Find all the lines in the material below with the word "ceiling", and copy them.
.....
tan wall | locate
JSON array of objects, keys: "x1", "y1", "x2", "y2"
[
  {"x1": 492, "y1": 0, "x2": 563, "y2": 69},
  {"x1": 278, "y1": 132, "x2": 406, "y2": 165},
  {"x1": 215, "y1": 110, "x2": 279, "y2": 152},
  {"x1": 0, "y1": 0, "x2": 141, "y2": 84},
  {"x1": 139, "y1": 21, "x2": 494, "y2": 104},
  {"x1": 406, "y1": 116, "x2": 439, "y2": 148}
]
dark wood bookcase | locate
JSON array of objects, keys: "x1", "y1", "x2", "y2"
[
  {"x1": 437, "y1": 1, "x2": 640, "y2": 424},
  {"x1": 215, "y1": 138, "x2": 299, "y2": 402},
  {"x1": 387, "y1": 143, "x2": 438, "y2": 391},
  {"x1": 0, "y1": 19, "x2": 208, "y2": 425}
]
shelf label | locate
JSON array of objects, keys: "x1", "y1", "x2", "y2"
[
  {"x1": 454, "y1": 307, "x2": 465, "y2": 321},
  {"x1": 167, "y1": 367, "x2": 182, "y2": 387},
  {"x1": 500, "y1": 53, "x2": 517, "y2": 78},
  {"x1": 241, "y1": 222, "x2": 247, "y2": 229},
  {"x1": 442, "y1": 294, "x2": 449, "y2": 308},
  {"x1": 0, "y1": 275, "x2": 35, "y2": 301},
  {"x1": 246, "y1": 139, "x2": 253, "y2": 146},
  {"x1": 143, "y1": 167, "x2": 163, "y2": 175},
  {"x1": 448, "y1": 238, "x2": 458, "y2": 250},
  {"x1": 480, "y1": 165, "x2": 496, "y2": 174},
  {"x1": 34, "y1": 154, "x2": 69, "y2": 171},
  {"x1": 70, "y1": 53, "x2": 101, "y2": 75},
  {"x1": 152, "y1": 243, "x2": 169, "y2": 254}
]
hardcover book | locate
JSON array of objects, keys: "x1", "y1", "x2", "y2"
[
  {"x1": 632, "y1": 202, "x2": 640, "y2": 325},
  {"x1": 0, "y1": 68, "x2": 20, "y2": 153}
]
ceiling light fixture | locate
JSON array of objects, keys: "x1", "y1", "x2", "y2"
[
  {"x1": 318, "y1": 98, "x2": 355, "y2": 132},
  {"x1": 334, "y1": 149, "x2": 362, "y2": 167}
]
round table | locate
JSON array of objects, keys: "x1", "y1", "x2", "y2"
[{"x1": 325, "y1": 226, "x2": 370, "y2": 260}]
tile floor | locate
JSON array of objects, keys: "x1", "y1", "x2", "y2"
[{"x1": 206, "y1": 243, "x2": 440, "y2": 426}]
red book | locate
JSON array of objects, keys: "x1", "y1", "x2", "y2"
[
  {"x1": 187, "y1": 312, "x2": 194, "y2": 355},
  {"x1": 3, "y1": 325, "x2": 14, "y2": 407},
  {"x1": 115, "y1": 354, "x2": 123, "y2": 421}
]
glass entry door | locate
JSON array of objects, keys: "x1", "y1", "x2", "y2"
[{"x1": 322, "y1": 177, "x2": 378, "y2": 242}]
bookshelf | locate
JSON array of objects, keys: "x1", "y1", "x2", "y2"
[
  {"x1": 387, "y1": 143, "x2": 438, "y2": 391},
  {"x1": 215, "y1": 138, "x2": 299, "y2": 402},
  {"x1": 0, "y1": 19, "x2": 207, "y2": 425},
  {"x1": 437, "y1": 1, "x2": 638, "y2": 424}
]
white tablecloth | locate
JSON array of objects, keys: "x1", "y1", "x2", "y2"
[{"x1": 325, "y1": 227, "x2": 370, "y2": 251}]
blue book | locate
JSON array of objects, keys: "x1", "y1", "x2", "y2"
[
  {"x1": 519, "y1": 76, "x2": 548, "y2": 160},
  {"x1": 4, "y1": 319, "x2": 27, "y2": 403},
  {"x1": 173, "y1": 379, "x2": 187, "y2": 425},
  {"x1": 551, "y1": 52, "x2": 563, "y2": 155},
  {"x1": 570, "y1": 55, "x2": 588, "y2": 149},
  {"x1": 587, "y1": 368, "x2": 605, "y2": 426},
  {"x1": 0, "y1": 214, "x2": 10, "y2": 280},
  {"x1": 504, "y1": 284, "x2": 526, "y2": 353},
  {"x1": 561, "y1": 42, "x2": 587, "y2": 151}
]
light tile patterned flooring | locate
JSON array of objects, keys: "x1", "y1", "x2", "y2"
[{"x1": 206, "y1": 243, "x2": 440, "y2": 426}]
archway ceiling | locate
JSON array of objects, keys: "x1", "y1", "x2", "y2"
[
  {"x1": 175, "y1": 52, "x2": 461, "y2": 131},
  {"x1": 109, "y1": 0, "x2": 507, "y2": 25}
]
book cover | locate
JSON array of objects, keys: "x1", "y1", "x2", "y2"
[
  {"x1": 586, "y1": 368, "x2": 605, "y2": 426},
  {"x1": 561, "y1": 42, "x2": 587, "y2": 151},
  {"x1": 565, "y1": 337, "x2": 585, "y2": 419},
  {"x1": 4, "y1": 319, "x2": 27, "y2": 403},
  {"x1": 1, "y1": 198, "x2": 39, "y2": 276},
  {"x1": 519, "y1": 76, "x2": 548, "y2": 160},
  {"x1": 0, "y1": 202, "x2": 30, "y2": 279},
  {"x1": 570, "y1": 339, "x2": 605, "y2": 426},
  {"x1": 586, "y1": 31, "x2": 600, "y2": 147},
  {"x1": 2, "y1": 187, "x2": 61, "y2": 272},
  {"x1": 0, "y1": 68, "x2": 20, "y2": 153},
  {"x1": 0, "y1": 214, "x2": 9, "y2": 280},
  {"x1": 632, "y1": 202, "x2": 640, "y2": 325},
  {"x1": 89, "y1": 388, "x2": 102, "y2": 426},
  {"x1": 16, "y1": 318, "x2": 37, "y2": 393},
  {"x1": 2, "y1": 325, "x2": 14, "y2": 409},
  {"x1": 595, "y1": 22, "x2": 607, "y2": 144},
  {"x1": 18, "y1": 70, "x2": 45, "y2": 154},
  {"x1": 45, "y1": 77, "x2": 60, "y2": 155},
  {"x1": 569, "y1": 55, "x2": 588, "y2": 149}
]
.....
-- Your solution --
ceiling light fixture | locate
archway ceiling | locate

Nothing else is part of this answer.